* [TASK] Rewrite the lines below, changing "gold football helmet" to "golden football helmet" and leaving everything else the same. Omit the pictures from your version.

━━━━━━━━

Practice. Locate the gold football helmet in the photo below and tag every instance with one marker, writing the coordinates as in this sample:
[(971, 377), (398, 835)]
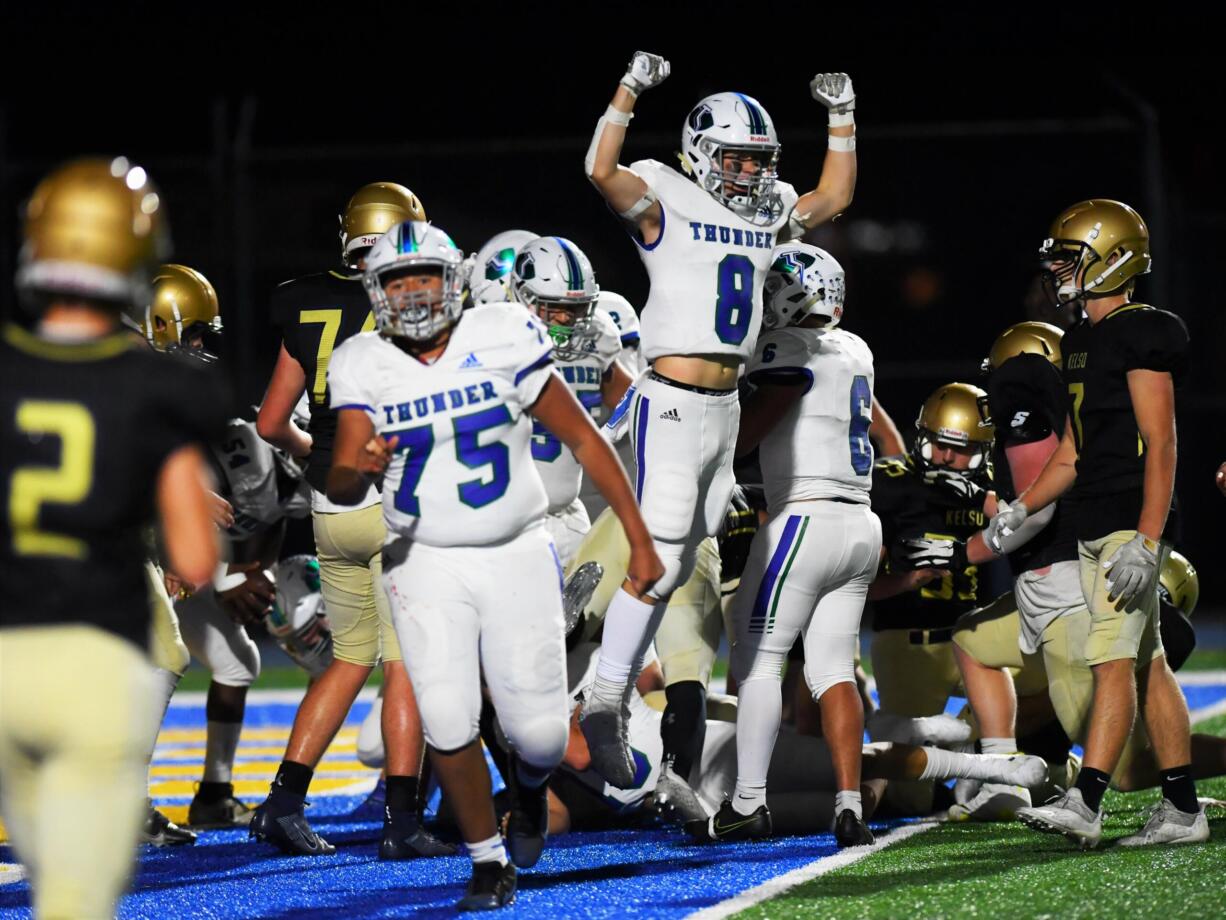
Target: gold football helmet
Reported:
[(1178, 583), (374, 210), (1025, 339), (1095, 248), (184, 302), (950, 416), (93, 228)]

━━━━━━━━

* [COMPLETED TASK]
Practice. Locate the golden football helmet in the photo below and tag every instance with one marker, writing the coordinates as in this sample:
[(971, 377), (398, 835)]
Target: golden football helmet
Reported:
[(1178, 583), (374, 210), (1025, 339), (1095, 248), (184, 302), (950, 416), (93, 228)]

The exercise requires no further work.